- Aim of the exercise
All the lines below need to be transcribed exactly. Pictures get left out.

- Provided information
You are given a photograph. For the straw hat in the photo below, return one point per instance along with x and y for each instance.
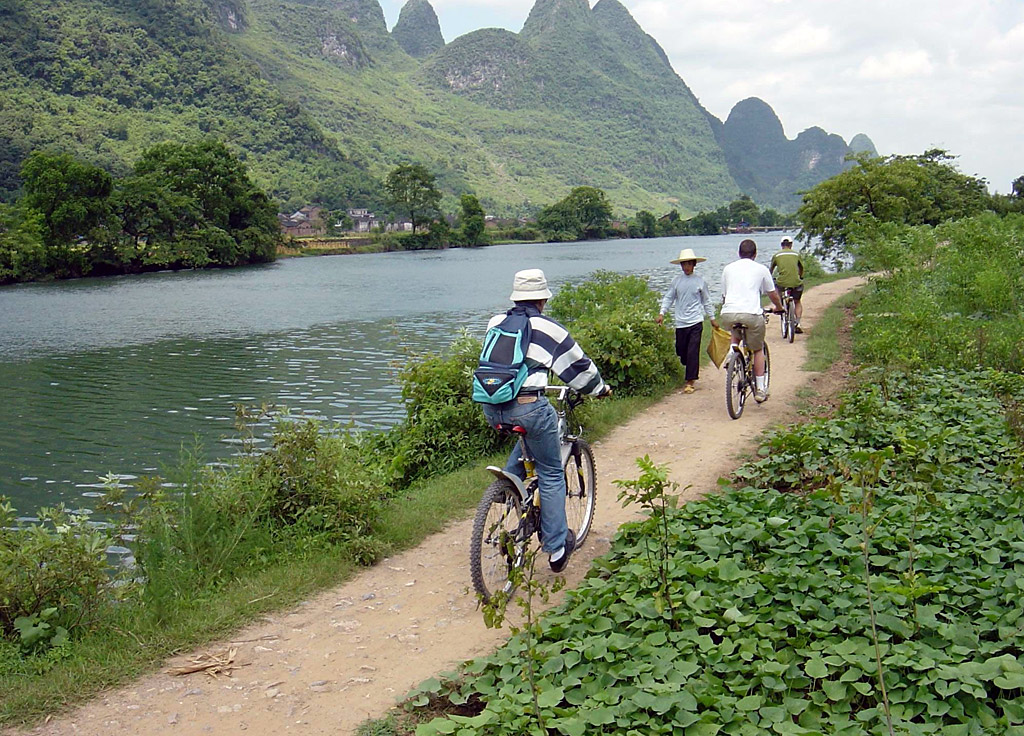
(529, 286)
(687, 255)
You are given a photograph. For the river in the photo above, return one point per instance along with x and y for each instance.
(117, 376)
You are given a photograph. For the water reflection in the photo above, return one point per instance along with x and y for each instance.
(117, 376)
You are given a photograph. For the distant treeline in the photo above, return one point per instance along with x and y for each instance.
(183, 206)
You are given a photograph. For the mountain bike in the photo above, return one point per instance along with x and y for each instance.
(739, 380)
(509, 513)
(788, 316)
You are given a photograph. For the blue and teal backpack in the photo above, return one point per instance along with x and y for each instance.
(503, 359)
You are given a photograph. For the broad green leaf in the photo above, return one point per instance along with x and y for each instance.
(1010, 681)
(550, 698)
(835, 690)
(728, 570)
(816, 668)
(751, 702)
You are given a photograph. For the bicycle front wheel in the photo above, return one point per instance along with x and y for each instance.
(581, 489)
(735, 384)
(496, 547)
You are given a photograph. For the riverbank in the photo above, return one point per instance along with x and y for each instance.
(347, 653)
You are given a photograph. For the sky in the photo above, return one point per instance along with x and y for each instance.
(912, 75)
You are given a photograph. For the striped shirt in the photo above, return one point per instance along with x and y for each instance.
(691, 299)
(552, 348)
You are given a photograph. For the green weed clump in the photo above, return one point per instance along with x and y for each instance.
(612, 317)
(53, 578)
(862, 577)
(950, 296)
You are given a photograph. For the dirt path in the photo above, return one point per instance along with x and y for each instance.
(350, 652)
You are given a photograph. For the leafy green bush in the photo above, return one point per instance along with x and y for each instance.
(612, 317)
(444, 429)
(953, 296)
(54, 577)
(796, 608)
(309, 489)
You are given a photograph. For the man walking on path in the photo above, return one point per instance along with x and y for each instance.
(688, 294)
(743, 282)
(787, 267)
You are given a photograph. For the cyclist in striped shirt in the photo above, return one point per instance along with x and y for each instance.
(551, 348)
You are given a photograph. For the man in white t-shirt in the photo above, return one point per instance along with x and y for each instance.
(743, 282)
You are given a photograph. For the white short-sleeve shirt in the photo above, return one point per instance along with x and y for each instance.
(742, 284)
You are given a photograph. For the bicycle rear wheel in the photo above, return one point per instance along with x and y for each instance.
(496, 546)
(581, 489)
(735, 384)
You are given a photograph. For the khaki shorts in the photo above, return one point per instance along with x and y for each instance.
(755, 325)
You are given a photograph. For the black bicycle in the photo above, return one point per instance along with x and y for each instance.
(788, 316)
(739, 379)
(509, 513)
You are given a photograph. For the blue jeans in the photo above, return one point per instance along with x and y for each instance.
(541, 423)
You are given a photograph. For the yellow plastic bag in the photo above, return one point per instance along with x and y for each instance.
(718, 348)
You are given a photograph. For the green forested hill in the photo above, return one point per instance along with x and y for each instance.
(321, 100)
(107, 79)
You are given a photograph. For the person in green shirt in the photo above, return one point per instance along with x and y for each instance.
(787, 269)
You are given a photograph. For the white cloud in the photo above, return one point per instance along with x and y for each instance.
(896, 65)
(910, 74)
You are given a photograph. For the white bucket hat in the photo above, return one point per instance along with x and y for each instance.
(529, 286)
(687, 255)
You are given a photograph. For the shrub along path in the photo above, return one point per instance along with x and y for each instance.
(351, 652)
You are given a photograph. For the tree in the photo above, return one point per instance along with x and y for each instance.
(586, 213)
(152, 214)
(913, 190)
(72, 197)
(412, 188)
(471, 220)
(646, 225)
(23, 256)
(743, 212)
(228, 213)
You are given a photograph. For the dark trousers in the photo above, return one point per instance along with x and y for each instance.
(688, 349)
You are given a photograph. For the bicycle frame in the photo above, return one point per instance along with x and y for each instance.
(737, 388)
(562, 408)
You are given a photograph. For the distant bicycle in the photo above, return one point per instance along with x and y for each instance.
(509, 513)
(739, 381)
(788, 316)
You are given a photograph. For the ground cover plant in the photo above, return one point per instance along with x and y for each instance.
(909, 496)
(951, 296)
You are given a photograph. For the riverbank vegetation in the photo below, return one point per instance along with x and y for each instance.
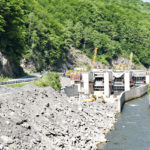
(44, 30)
(50, 79)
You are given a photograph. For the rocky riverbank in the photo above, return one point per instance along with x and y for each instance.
(33, 118)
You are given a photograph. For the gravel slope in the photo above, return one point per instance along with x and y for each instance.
(33, 118)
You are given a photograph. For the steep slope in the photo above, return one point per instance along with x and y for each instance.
(43, 30)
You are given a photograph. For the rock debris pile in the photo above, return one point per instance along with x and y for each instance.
(33, 118)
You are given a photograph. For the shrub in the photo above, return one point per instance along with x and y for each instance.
(50, 79)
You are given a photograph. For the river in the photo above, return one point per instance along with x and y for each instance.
(132, 130)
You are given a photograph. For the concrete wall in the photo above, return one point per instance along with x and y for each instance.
(71, 91)
(132, 94)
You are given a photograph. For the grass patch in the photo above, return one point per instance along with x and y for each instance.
(50, 79)
(3, 79)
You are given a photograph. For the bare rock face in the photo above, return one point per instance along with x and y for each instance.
(28, 66)
(33, 118)
(125, 61)
(8, 67)
(77, 58)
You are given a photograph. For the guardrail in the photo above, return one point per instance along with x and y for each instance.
(19, 81)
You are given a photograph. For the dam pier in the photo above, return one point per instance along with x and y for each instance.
(120, 85)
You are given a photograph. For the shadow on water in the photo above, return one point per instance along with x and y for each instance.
(132, 131)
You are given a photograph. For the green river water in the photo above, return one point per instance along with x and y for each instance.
(132, 130)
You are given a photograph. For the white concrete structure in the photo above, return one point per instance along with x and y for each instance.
(127, 81)
(106, 84)
(85, 79)
(131, 94)
(147, 79)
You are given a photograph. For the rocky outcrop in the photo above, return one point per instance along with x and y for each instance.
(77, 58)
(125, 61)
(35, 118)
(8, 67)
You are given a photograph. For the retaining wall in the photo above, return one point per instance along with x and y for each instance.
(132, 94)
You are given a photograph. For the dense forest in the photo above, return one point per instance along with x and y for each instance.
(44, 30)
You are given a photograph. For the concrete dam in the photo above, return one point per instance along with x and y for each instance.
(109, 85)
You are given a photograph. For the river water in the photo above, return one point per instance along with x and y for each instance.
(132, 130)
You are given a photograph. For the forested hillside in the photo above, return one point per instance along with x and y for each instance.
(43, 30)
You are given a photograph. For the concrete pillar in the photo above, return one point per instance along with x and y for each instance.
(147, 79)
(106, 84)
(85, 78)
(127, 81)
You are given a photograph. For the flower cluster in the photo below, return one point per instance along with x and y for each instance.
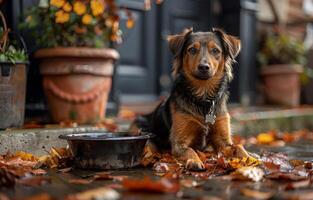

- Task solution
You are given a photograph. For the straw hat in the photo below, return one point per instance along with x and y for each instance.
(529, 286)
(687, 255)
You are given a photograph. For the river in the photo above, return one point per instance along with x and y for each instance.
(117, 376)
You are given a photograph. For the water reflection in the photo above, return one point per instance along with x and y for each instance.
(117, 376)
You are given a photograph. For the distant treeline in the photo above, return one point per instance along with x and y for each instance.
(183, 206)
You are given a photograph. For the mountain bike in the photo above, return one point per instance along with x and y for each instance.
(739, 380)
(509, 513)
(788, 316)
You are given a photograph. For the blue and teal backpack in the photo above, return one point per instance along with x and y for each instance.
(503, 359)
You are given a photograph. For the broad green leaf in the photo above, return one point per instance along with x and y for each instance.
(1010, 681)
(550, 698)
(835, 690)
(728, 570)
(816, 668)
(751, 702)
You are given a photograph. For the bicycle front wheel in the photo above, return one point per instance along with x and y for each instance.
(581, 489)
(735, 384)
(496, 547)
You are given a photograph. For the riverbank in the photo above, return one point per instance along with x and y for each instance.
(347, 653)
You are given a photograph. For the sky in the photo above, return one point per instance along with x and y for each instance.
(912, 75)
You are given a photograph. For the striped shirt in the photo above, return one point per instance along with x and y for each instance.
(691, 299)
(552, 348)
You are given a photograph. For the green weed clump in the photo above, return one point per instance along with x and y for each instance.
(612, 317)
(53, 578)
(862, 577)
(950, 296)
You are given a photograph. For the dirt path in the photo above, return one point per instance along with x and y for each instance.
(350, 652)
You are given a photograph. For the leafy green bush in the photo above, return one point per instance along with x and y for each instance.
(612, 317)
(444, 429)
(953, 296)
(54, 577)
(796, 608)
(309, 489)
You are given a photograph. For the man walking on path in the photo above, return one point per instance along with x and y for each instance.
(688, 294)
(743, 282)
(787, 267)
You are given a photograph. For the cyclist in striped shirt in the photo above, return one point per instance along with x and y for each instance.
(551, 348)
You are given a photograph. For the man in white t-shirt in the photo above, return one point per instance along with x and y for each instance.
(743, 282)
You are given a photograph. For the white short-sleeve shirt in the photo above, return one point per instance along with x and y for each instance.
(742, 284)
You are given a photograph. For the bicycle rear wheel in the photo above, return one point per instance along with x and y for each instance.
(496, 546)
(581, 489)
(735, 384)
You are given a photograph. For the khaki shorts in the photo above, return one point per instance along with x and y for each instance.
(755, 325)
You are given a photograph. For the black bicycle in the photo above, return one point per instance along with x and y for each instance.
(788, 316)
(739, 379)
(509, 513)
You are given a photograph. For the blue jeans in the photo above, return one point per instance along with x and y for each instance.
(541, 423)
You are given a photograph. For the yellow plastic bag in the photo above, return one point per instance along with x and y for each instance.
(718, 348)
You are given a photograph. For the green forested hill in the photo above, return one point per instance along with x and y for each instance.
(321, 100)
(107, 79)
You are given a photograph. For the person in green shirt in the photo above, return one point per instance along with x and y for each instance.
(787, 269)
You are given a photograph. For the white cloud in the photo above, return one point per instance along with x and y for each instance.
(896, 65)
(910, 74)
You are given a photograph. For the white bucket hat in the photo above, return one point per instance along with x and y for each instance.
(529, 286)
(687, 255)
You are given a photograph. For the shrub along path in the photo above, return one point per instance along with x and y for each instance.
(351, 652)
You are given a photograph. For the tree in the photo above, return one point per instance along with x and y for each instance.
(586, 213)
(152, 214)
(913, 190)
(72, 197)
(412, 188)
(471, 220)
(646, 225)
(23, 256)
(743, 212)
(228, 213)
You are given a photograph. For the dark trousers in the photo above, return one point per instance along with x and y for each instance.
(688, 349)
You are given a photograph. For the bicycle frame in the photo above, return one point per instance along with x and y for each instance.
(737, 388)
(562, 408)
You are given a photograph. For the distant bicycle in the photo above, return one point per instance along with x and y for each instance.
(509, 513)
(739, 381)
(788, 316)
You are given a photograph. For the ground cover plant in the photo above, return one point per instance along with x and y for each instance.
(909, 496)
(951, 296)
You are given a photograph. For the riverbank vegetation in the photo below, return one point per instance along with x and y for each instance.
(44, 30)
(50, 79)
You are given a photograph. For the rocky riverbank in the photo above, return one point per instance along with x and y for each instance.
(33, 118)
You are given a photograph. For the gravel slope in the photo above, return one point per instance along with x and y for each instance.
(33, 118)
You are given a photograph. For the steep slope in the photo above, return one point per instance along with x and y for each instance.
(43, 30)
You are given a photograph. For the rock debris pile in the photo above, return one point per instance along with x and y for each instance.
(33, 118)
You are given a photograph. For the shrub in the photo above, return one point per instance along with x and y for each instance.
(50, 79)
You are given a photograph. For the river in the photo above, return one point per instance along with x and y for each instance.
(132, 130)
You are given a photograph. For the concrete wall in the photo above, return one point per instance along with x and y for each instance.
(71, 91)
(132, 94)
You are given a photograph. For the grass patch in the photo above, return one point per instance along with x and y for each instance.
(50, 79)
(3, 79)
You are given a photograph. For the bare rock face in the photo above, return one point per instance along with x and y for each instance.
(28, 66)
(33, 118)
(125, 61)
(8, 67)
(77, 58)
You are given a photograph. For the guardrail in the photo above, return one point per instance along with x and y for each instance.
(19, 81)
You are given a photograph. For the dam pier in the photo above, return one point per instance along with x and y for each instance.
(120, 85)
You are given a photograph. For the shadow on water in the photo above, return one point per instance along with x and y for each instance.
(132, 131)
You are given a photograph. For the green river water in the photo above, return one point per instance along with x and y for each instance.
(132, 130)
You are given a photograph. For the white concrete structure in the photo above, return one point per instance along with x and y for each instance.
(127, 81)
(106, 84)
(85, 79)
(131, 94)
(147, 79)
You are given a photograph. For the rocky outcrop in the photo above, return one point per instance along with x and y for each instance.
(77, 58)
(125, 61)
(35, 118)
(8, 67)
You are given a photograph. For the retaining wall in the photo above, return one point per instance along with x and y for each instance.
(132, 94)
You are given a photograph. For the dense forest in the photo above, return one point per instance along with x and y for each instance.
(44, 30)
You are given a photograph. For the concrete dam in the photo above, return one point per instance along with x and y for each instance.
(109, 85)
You are given a photograph. For the river water in the photo above, return one point per instance along with x and y for each instance.
(132, 130)
You are given a photograph. For the forested hillside in the photo above, return one point per instance along with x and y for each instance.
(43, 30)
You are given a photograph. For the concrete pillar in the photo above, return one point per instance along with x and y for each instance.
(147, 79)
(106, 84)
(85, 78)
(127, 81)
You are given a photograph. For the flower cluster in the photo below, return one point per instance along with x and y for each instance.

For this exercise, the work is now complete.